Available records

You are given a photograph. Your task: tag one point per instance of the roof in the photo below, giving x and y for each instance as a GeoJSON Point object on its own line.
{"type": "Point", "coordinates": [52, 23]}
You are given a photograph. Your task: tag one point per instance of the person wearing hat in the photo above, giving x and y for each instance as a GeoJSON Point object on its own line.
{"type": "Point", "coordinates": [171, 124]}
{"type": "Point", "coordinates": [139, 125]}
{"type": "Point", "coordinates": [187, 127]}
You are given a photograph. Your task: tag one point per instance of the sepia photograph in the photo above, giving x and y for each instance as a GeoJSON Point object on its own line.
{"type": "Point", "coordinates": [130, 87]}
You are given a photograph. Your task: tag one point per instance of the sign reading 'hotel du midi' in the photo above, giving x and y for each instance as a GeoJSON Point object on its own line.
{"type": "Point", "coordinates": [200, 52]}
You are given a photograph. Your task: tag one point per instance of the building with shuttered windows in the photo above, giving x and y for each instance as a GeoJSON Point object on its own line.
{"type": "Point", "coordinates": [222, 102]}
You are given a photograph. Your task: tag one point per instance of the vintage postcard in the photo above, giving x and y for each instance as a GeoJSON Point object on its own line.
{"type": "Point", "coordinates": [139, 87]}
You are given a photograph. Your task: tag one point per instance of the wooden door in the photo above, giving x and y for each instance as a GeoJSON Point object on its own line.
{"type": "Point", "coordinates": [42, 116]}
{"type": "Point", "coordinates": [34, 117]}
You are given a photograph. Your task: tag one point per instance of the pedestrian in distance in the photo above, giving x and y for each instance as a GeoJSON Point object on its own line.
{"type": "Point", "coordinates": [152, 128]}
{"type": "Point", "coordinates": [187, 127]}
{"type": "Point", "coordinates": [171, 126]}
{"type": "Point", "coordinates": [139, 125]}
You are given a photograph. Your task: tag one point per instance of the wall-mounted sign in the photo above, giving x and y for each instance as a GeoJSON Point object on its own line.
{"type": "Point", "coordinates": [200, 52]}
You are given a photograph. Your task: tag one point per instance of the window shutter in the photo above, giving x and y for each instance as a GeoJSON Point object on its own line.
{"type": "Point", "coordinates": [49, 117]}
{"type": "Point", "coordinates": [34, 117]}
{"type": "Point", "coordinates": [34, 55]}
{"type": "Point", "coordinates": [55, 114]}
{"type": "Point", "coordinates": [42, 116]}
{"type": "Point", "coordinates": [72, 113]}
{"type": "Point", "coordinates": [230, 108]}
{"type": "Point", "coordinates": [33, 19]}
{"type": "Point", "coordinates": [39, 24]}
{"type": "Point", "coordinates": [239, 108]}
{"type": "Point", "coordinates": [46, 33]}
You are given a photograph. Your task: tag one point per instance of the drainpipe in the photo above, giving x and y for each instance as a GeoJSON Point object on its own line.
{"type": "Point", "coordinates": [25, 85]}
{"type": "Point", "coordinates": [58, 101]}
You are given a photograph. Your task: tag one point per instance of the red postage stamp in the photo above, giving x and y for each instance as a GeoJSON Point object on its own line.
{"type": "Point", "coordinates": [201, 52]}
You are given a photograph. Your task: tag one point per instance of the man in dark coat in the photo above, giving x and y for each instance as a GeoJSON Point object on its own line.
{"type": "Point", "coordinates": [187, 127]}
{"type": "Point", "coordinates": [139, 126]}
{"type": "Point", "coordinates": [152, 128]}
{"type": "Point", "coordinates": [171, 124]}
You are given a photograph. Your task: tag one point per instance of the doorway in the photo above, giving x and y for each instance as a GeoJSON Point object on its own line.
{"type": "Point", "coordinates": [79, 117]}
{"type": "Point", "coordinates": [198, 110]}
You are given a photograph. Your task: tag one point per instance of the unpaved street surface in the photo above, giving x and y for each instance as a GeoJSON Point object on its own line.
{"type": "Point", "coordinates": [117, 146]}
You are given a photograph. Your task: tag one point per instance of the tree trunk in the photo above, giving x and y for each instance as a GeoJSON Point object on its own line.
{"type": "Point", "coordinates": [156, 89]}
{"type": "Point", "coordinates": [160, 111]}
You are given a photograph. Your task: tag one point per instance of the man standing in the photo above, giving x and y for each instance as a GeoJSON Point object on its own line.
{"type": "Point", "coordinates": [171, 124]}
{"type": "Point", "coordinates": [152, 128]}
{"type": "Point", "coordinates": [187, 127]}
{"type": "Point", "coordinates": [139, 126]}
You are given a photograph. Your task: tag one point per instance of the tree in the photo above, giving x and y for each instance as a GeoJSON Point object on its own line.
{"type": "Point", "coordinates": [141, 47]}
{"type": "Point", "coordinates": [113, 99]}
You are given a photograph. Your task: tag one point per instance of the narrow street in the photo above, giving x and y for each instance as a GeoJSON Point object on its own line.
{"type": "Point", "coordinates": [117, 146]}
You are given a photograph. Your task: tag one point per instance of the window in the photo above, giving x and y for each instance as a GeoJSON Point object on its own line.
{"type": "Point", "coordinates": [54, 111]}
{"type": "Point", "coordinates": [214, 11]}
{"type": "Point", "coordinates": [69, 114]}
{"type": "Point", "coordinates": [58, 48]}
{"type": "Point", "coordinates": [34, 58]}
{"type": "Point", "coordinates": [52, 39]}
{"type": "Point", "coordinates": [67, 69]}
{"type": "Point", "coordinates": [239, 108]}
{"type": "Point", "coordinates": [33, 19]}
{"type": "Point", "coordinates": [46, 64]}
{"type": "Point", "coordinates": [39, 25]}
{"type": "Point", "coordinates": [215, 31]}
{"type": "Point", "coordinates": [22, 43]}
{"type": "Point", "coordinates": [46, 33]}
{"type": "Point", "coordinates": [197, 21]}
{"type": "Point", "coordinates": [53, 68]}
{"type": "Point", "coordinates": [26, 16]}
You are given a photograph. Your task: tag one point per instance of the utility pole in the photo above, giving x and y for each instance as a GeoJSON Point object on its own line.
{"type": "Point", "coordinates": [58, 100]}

What the task asks
Repeat the records above exactly, with nothing left out.

Answer to the problem
You are given a photograph. Your task: tag one point per instance of the roof in the photo below, giving x and y for each instance as a GeoJSON Point object on its own line.
{"type": "Point", "coordinates": [52, 23]}
You are given a photograph. Your task: tag one point per instance of the person wearing hat in the photo above, giving x and y for each instance as a GeoJSON Point object on its own line.
{"type": "Point", "coordinates": [171, 124]}
{"type": "Point", "coordinates": [139, 125]}
{"type": "Point", "coordinates": [187, 127]}
You are given a photograph. Your task: tag one point per instance of the sepia photograph in the photo above, giving x and y for each instance as a GeoJSON Point object on its own line.
{"type": "Point", "coordinates": [130, 87]}
You are given a photograph. Your task: tag one point per instance of the sign reading 'hotel du midi' in the photo above, giving x and y for each instance as a GeoJSON Point object on its own line.
{"type": "Point", "coordinates": [200, 52]}
You are given a photograph. Your task: tag one point per instance of the building with shuttered windows in the photo above, giving x and y for each instance as a GeoJSON Point object on its own line.
{"type": "Point", "coordinates": [222, 102]}
You are given a photograph. Your task: tag one point per instance of the vintage postcard in the photo above, giving x and y for each instance as a GeoJSON Point object on its own line.
{"type": "Point", "coordinates": [139, 87]}
You are given a photograph. Your task: tag one point per instance of the wooden door in the photo above, giving x and y for each instance as a GeoJSON Point object on its own line.
{"type": "Point", "coordinates": [42, 116]}
{"type": "Point", "coordinates": [34, 117]}
You are given a photograph. Your task: tag one point per instance of the pedestrian in distance in the photo above, giving x and y for each instance as a GeoJSON Point object on its own line.
{"type": "Point", "coordinates": [152, 128]}
{"type": "Point", "coordinates": [187, 127]}
{"type": "Point", "coordinates": [171, 126]}
{"type": "Point", "coordinates": [139, 125]}
You are given a photograph. Your task: tag one point per instance of the wall-mounted sign in the photo above, giving x and y for each instance as a GeoJSON Point object on its own line.
{"type": "Point", "coordinates": [200, 52]}
You are given a photograph. Your task: tag one point per instance of the window shutter in the photo above, giving x and y for each instance as a GeoJSON Point object on its own line.
{"type": "Point", "coordinates": [49, 117]}
{"type": "Point", "coordinates": [34, 117]}
{"type": "Point", "coordinates": [34, 55]}
{"type": "Point", "coordinates": [55, 114]}
{"type": "Point", "coordinates": [42, 116]}
{"type": "Point", "coordinates": [72, 113]}
{"type": "Point", "coordinates": [230, 108]}
{"type": "Point", "coordinates": [33, 19]}
{"type": "Point", "coordinates": [39, 24]}
{"type": "Point", "coordinates": [239, 108]}
{"type": "Point", "coordinates": [46, 33]}
You are given a photograph. Your task: tag one point per instance of the drainpipe in the photo above, giving x and y for each instance as a GeoJSON Point object on its own line.
{"type": "Point", "coordinates": [25, 85]}
{"type": "Point", "coordinates": [58, 101]}
You are given a photograph. Your task: tag one point per instance of the red postage stamp in the photo above, giving x and y for each instance as a GeoJSON Point object on its own line.
{"type": "Point", "coordinates": [201, 52]}
You are given a photograph. Your task: tag one point per instance of the man in dark coat in the photo above, giving x and y for each instance as a GeoJSON Point object on its own line.
{"type": "Point", "coordinates": [187, 127]}
{"type": "Point", "coordinates": [139, 126]}
{"type": "Point", "coordinates": [152, 128]}
{"type": "Point", "coordinates": [171, 124]}
You are given a photograph. Your task: tag one point per instance of the doorway in the photo above, giving x and y for each instance as a GeoJSON Point object on its own line.
{"type": "Point", "coordinates": [79, 117]}
{"type": "Point", "coordinates": [198, 110]}
You are given a photograph. Your task: tag one point per instance of the unpaved street surface in the photo above, giving x and y for each instance as a GeoJSON Point object on its own line.
{"type": "Point", "coordinates": [117, 146]}
You are given a photograph. Your task: tag one point per instance of the tree trunk in the photo above, giving x and y for each instance as a GeoJSON Point object on its own line.
{"type": "Point", "coordinates": [156, 89]}
{"type": "Point", "coordinates": [160, 111]}
You are given a photograph. Your task: tag one point per instance of the man standing in the photo above, giving x and y for each instance as a GeoJSON Point object on its own line.
{"type": "Point", "coordinates": [171, 124]}
{"type": "Point", "coordinates": [152, 128]}
{"type": "Point", "coordinates": [187, 127]}
{"type": "Point", "coordinates": [139, 126]}
You are given a photograph. Your task: tag one point per instance of the tree in the photo above, giving x and y for each instance as a GeoJSON Point object on its own line.
{"type": "Point", "coordinates": [141, 47]}
{"type": "Point", "coordinates": [113, 99]}
You are given a photograph. Your task: tag one point per instance of the narrow street in the photo above, giving x and y for each instance as a GeoJSON Point object on its own line.
{"type": "Point", "coordinates": [117, 146]}
You are given a photograph. Your task: tag one point per instance of the window in the photo above, giving x and y for each instance as a GeoJSON Point object on its own line.
{"type": "Point", "coordinates": [54, 111]}
{"type": "Point", "coordinates": [214, 11]}
{"type": "Point", "coordinates": [69, 114]}
{"type": "Point", "coordinates": [58, 48]}
{"type": "Point", "coordinates": [34, 58]}
{"type": "Point", "coordinates": [52, 39]}
{"type": "Point", "coordinates": [67, 69]}
{"type": "Point", "coordinates": [239, 108]}
{"type": "Point", "coordinates": [33, 19]}
{"type": "Point", "coordinates": [46, 64]}
{"type": "Point", "coordinates": [39, 25]}
{"type": "Point", "coordinates": [215, 31]}
{"type": "Point", "coordinates": [22, 43]}
{"type": "Point", "coordinates": [46, 33]}
{"type": "Point", "coordinates": [197, 21]}
{"type": "Point", "coordinates": [53, 68]}
{"type": "Point", "coordinates": [26, 16]}
You are given a photograph. Your task: tag one point per instance of the utility pole in the photo above, giving x and y for each instance as a GeoJSON Point object on its own line.
{"type": "Point", "coordinates": [58, 100]}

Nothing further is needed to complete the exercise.